Could you repeat every entry below word for word, omitting the pictures?

Entries from a labeling collection =>
------------------------------------------------------------------------
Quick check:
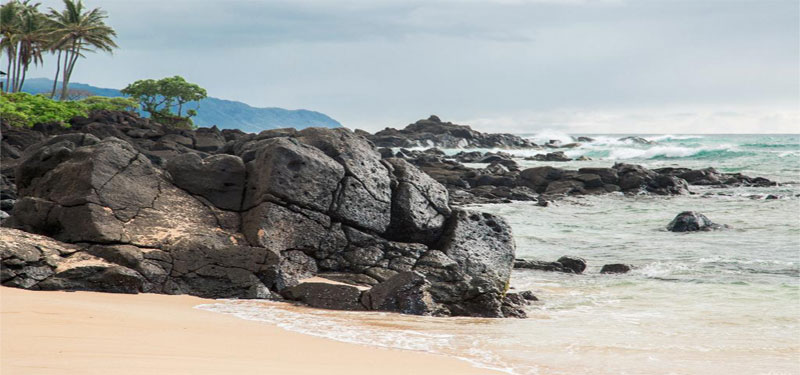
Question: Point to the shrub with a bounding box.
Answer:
[79,96,139,112]
[0,92,87,126]
[0,92,138,127]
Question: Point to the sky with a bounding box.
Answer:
[29,0,800,134]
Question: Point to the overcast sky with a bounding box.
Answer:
[29,0,800,133]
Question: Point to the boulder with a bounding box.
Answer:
[514,259,574,273]
[600,263,631,273]
[361,272,441,315]
[243,138,345,212]
[297,128,392,233]
[281,279,365,311]
[166,153,245,211]
[385,158,451,244]
[558,256,586,274]
[435,209,515,317]
[667,211,723,232]
[501,293,535,319]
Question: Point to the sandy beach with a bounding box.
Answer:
[0,287,494,375]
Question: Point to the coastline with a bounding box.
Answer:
[0,287,498,375]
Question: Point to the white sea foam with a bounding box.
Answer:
[527,129,575,145]
[195,300,516,374]
[644,134,705,142]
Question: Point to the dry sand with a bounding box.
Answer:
[0,287,494,375]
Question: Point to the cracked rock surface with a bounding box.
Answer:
[0,113,519,317]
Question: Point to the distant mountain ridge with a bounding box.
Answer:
[23,78,342,133]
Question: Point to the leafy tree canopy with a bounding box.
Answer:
[121,76,207,129]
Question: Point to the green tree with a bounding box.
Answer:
[50,0,117,100]
[122,76,207,126]
[0,0,49,92]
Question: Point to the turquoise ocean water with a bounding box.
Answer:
[200,132,800,374]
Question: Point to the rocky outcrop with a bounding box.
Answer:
[525,152,572,161]
[368,116,537,148]
[514,255,586,274]
[0,114,514,317]
[600,263,631,273]
[667,211,727,232]
[382,149,775,204]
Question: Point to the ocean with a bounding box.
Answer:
[198,132,800,375]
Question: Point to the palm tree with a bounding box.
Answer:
[50,0,117,100]
[13,1,49,91]
[0,1,20,91]
[0,0,47,92]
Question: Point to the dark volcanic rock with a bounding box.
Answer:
[361,272,441,315]
[667,211,723,232]
[386,159,451,243]
[369,116,535,148]
[600,263,631,273]
[525,152,572,161]
[281,281,365,310]
[514,259,573,273]
[166,153,245,211]
[501,293,536,318]
[434,209,515,317]
[0,113,528,317]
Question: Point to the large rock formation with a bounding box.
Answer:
[381,148,776,204]
[0,113,519,317]
[368,116,537,148]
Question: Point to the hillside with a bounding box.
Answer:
[23,78,342,133]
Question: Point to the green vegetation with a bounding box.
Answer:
[0,92,137,127]
[0,0,212,128]
[0,0,117,100]
[121,76,207,128]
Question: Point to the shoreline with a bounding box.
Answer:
[0,287,500,375]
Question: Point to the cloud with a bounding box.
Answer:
[29,0,800,133]
[464,108,800,134]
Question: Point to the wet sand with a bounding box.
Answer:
[0,287,496,375]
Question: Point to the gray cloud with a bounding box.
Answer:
[26,0,800,133]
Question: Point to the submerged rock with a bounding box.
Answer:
[667,211,725,232]
[600,263,631,273]
[558,256,586,273]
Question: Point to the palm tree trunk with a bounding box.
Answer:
[61,45,80,100]
[14,46,22,92]
[50,50,62,99]
[19,64,30,91]
[3,53,11,92]
[58,42,75,100]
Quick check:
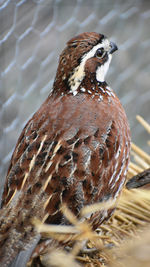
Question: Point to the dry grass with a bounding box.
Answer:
[30,116,150,267]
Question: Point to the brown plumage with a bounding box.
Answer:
[0,33,130,266]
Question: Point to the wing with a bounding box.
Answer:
[2,93,128,223]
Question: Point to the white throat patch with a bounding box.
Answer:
[68,39,111,95]
[96,54,112,82]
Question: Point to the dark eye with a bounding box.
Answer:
[96,48,105,58]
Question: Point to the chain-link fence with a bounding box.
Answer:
[0,0,150,193]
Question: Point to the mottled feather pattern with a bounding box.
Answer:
[0,33,130,266]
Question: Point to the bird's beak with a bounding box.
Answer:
[109,42,118,54]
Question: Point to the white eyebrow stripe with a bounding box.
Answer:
[68,39,110,95]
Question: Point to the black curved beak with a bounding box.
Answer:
[109,42,118,54]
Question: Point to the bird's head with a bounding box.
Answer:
[55,32,118,92]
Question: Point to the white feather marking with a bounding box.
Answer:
[69,39,111,95]
[96,54,112,82]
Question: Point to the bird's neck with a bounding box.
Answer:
------------------------------------------------------------------------
Finished exercise =>
Quick check:
Question: Point to the shrub with a bounding box.
Answer:
[79,96,139,112]
[0,92,87,126]
[0,92,138,127]
Question: Point to the sky with a bounding box.
Answer:
[29,0,800,134]
Question: Point to the overcast sky with a bounding box.
Answer:
[29,0,800,133]
Question: Point to the boulder with a bounding box.
Answer:
[514,259,574,273]
[600,263,631,273]
[361,272,441,315]
[243,138,345,212]
[297,128,392,233]
[281,279,365,311]
[166,153,245,211]
[385,158,451,244]
[558,256,586,274]
[435,209,515,317]
[667,211,723,232]
[501,293,535,319]
Question: Point to the sandy beach with a bounding box.
Answer:
[0,287,494,375]
Question: Point to the coastline with a bounding box.
Answer:
[0,287,498,375]
Question: Point to the white sea foam with a bounding box.
Answer:
[527,129,575,145]
[195,300,516,374]
[644,134,705,142]
Question: Point to the dry sand with a bounding box.
Answer:
[0,287,494,375]
Question: Point to the cracked rock surface with a bounding box.
Answer:
[0,113,519,317]
Question: Point to the distant mountain ridge with a bounding box.
Answer:
[23,78,342,133]
Question: Point to the leafy tree canopy with a bounding box.
Answer:
[121,76,207,129]
Question: Point to the green tree with a bounding box.
Answer:
[50,0,117,100]
[122,76,207,126]
[0,0,49,92]
Question: Point to the turquoise ocean water with a bounding box.
Answer:
[200,132,800,374]
Question: Point to the rocky outcrop with a bounding box.
Answer:
[525,152,572,161]
[368,116,537,148]
[514,255,586,274]
[0,114,514,317]
[600,263,631,273]
[667,211,727,232]
[382,149,775,204]
Question: Point to the ocean with a bounding box.
Answer:
[198,132,800,375]
Question: Point to the palm tree with a bounding box.
Answer:
[50,0,117,100]
[13,1,49,91]
[0,1,20,91]
[0,0,47,92]
Question: Point to the dark volcanic rock with a bounding box.
Answer:
[361,272,441,315]
[667,211,723,232]
[386,159,451,243]
[369,116,535,148]
[600,263,631,273]
[525,152,572,161]
[281,281,365,310]
[514,259,573,273]
[166,153,245,211]
[501,293,536,318]
[434,209,515,317]
[0,113,528,317]
Question: Point to the large rock formation with a bounding box.
Answer:
[381,148,776,204]
[0,113,519,317]
[368,116,537,148]
Question: Point to the hillside with a bounding box.
Answer:
[23,78,342,133]
Question: Point to the green vegetation with a bounding box.
Answer:
[0,92,137,127]
[0,0,212,128]
[0,0,117,100]
[121,76,207,128]
Question: Point to the shoreline with a bounding box.
Answer:
[0,287,500,375]
Question: Point to the cloud with a bounding box.
Answer:
[29,0,800,133]
[464,108,800,134]
Question: Point to the wet sand with a bounding box.
Answer:
[0,287,496,375]
Question: Point to the gray cloud with a bounding box.
Answer:
[26,0,800,133]
Question: Point to the submerged rock with a bounding box.
Answer:
[667,211,725,232]
[600,263,631,273]
[558,256,586,273]
Question: Point to the palm tree trunk with a bounding box.
Answer:
[61,45,80,100]
[14,46,22,92]
[50,50,62,99]
[19,64,30,91]
[3,53,11,92]
[58,42,75,100]
Quick check:
Question: Point to the dry grass with a bounding box.
Answer:
[30,116,150,267]
Question: Point to the brown plumage with a bounding box.
Answer:
[0,33,130,266]
Question: Point to the wing with a bounding box.
Answer:
[2,93,128,223]
Question: Point to the white throat patch with a bounding box.
Answer:
[68,39,111,95]
[96,54,112,82]
Question: Point to the dark eye with a bounding box.
Answer:
[96,48,105,58]
Question: Point to the chain-link fence with a bounding box.
Answer:
[0,0,150,193]
Question: Point to the mottled feather pattern with a bounding box.
Answer:
[0,33,130,266]
Question: Point to the bird's beak with a bounding box.
Answer:
[109,42,118,54]
Question: Point to the white eyebrow stripe with a bounding box.
Answer:
[68,39,110,95]
Question: Point to the black curved beak with a bounding box.
Answer:
[109,42,118,54]
Question: Point to the bird's head with a bounding box.
Answer:
[55,32,118,92]
Question: Point to the white feather marking with a bounding box.
Answer:
[69,39,111,95]
[96,54,112,82]
Question: Point to the bird's neck with a bounding box.
Answer:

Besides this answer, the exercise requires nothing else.